▶ 书面题目:
请从下面的条目中摘出所有含有字符串“knob”的行，大小写须一致。

▶ 数据条目:
# # # # # # #

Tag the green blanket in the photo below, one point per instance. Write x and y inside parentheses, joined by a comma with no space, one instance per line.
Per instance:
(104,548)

# # # # # # #

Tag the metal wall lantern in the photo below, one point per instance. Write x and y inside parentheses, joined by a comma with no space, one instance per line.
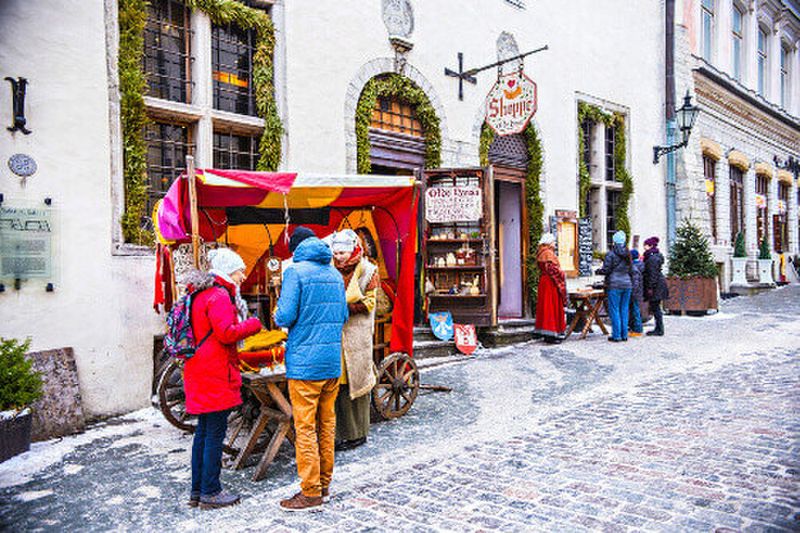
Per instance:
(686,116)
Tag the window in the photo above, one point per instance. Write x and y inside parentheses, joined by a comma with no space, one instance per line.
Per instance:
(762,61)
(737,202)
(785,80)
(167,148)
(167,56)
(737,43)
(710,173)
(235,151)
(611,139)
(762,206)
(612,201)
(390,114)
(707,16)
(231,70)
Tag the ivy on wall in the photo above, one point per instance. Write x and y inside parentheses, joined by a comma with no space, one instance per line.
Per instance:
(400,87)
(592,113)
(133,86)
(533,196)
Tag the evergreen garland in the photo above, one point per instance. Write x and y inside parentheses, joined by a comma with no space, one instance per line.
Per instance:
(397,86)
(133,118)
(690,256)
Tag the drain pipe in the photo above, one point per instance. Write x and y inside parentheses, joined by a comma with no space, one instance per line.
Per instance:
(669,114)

# # # # # # #

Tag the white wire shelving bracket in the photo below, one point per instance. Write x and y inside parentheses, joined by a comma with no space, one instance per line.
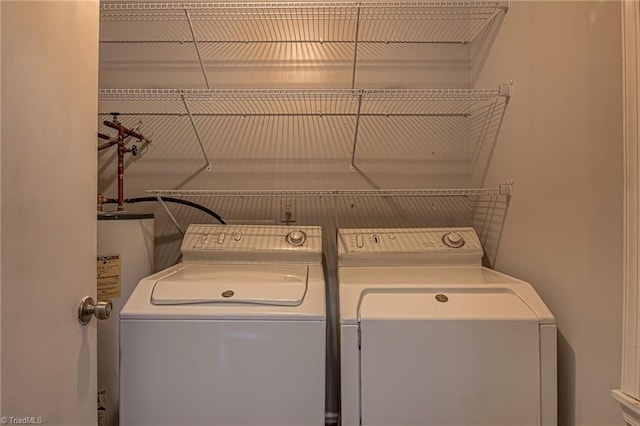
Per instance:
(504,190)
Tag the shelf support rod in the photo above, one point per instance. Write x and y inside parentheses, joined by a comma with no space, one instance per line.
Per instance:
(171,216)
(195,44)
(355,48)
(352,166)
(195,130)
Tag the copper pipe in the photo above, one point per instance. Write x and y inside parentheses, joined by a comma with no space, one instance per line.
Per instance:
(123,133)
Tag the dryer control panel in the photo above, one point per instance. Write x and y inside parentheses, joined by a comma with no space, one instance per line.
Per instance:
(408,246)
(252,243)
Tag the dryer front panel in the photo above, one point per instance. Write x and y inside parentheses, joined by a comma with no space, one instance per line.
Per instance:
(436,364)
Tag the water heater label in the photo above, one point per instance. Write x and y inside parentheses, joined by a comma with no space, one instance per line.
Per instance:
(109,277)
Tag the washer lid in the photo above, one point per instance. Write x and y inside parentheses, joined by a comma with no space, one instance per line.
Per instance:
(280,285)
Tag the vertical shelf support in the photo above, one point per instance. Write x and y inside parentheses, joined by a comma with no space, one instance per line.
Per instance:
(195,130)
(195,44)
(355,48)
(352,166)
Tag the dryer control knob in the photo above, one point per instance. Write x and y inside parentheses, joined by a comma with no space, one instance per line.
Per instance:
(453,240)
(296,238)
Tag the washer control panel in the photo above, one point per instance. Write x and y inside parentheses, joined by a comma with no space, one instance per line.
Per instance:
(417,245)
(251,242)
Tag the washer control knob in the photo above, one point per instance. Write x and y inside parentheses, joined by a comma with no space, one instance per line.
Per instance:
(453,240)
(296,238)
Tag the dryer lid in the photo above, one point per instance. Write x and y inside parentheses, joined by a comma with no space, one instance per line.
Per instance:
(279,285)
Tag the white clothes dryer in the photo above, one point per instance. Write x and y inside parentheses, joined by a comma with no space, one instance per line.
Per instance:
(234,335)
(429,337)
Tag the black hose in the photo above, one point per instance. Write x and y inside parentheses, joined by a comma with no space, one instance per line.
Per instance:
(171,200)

# # # # # # #

▶ 解答:
Tag the dryer control knob in the photo above, one point per instance. Write x and y inside parentheses, joined by a comma with no space, one instance per line.
Tag the washer control knob in the photo above, one point per instance. Write x and y inside parentheses, joined by a comma with no space, one instance per line.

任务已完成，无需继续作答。